> _BRANO DI LETTURA_:
==================================================

Agosto, tempo di vendemmia, sì, in evidente anticipo, come scriviamo ormai da settimane, ma anche di guide, ormai in chiusura e pronte per andare in stampa e raccontare agli enoappassionati cosa li aspetterà in enoteca da qui ai prossimi mesi, con qualche anticipazione e tante curiosità.

Tra le tendenze chiare che emergono, sempre più la possibilità di bere grandi vini a prezzi vantaggiosi, in tutta Italia, la crescita generalizzata del Sud che si conferma, anche se al vertice della qualità riconosciuta restano Piemonte e Toscana, ma non solo con le denominazioni più blasonate. Ma si registra anche un cambiamento generalizzato dello stile produttivo più verso la freschezze e l’eleganza che verso la potenza dei vini, e la crescita di tante denominazioni e vitigni meno conosciuti, anche perché c’è più voglia di andare alla scoperta di novità.

==================================================

> _ESTRATTI DAL DATASET_:
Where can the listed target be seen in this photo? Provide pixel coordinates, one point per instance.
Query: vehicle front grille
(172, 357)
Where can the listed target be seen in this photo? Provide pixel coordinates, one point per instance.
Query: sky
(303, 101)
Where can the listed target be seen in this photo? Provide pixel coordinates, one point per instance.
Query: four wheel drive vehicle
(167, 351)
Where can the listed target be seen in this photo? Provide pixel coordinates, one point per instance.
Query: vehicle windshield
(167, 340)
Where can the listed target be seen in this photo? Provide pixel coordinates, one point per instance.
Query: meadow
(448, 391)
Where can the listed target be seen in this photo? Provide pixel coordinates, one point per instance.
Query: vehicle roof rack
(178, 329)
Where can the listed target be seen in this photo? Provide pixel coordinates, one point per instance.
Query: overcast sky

==================================================

> _COSA DEVI FARE_:
Puoi trascrivere fedelmente, dal brano sulle guide dei vini, il passo che si apre con le parole in cui compare "Agosto, tempo di" e si chiude con "scoperta di novità."?

> _RISPOSTA AL COMPITO_:
Agosto, tempo di vendemmia, sì, in evidente anticipo, come scriviamo ormai da settimane, ma anche di guide, ormai in chiusura e pronte per andare in stampa e raccontare agli enoappassionati cosa li aspetterà in enoteca da qui ai prossimi mesi, con qualche anticipazione e tante curiosità.

Tra le tendenze chiare che emergono, sempre più la possibilità di bere grandi vini a prezzi vantaggiosi, in tutta Italia, la crescita generalizzata del Sud che si conferma, anche se al vertice della qualità riconosciuta restano Piemonte e Toscana, ma non solo con le denominazioni più blasonate. Ma si registra anche un cambiamento generalizzato dello stile produttivo più verso la freschezze e l’eleganza che verso la potenza dei vini, e la crescita di tante denominazioni e vitigni meno conosciuti, anche perché c’è più voglia di andare alla scoperta di novità.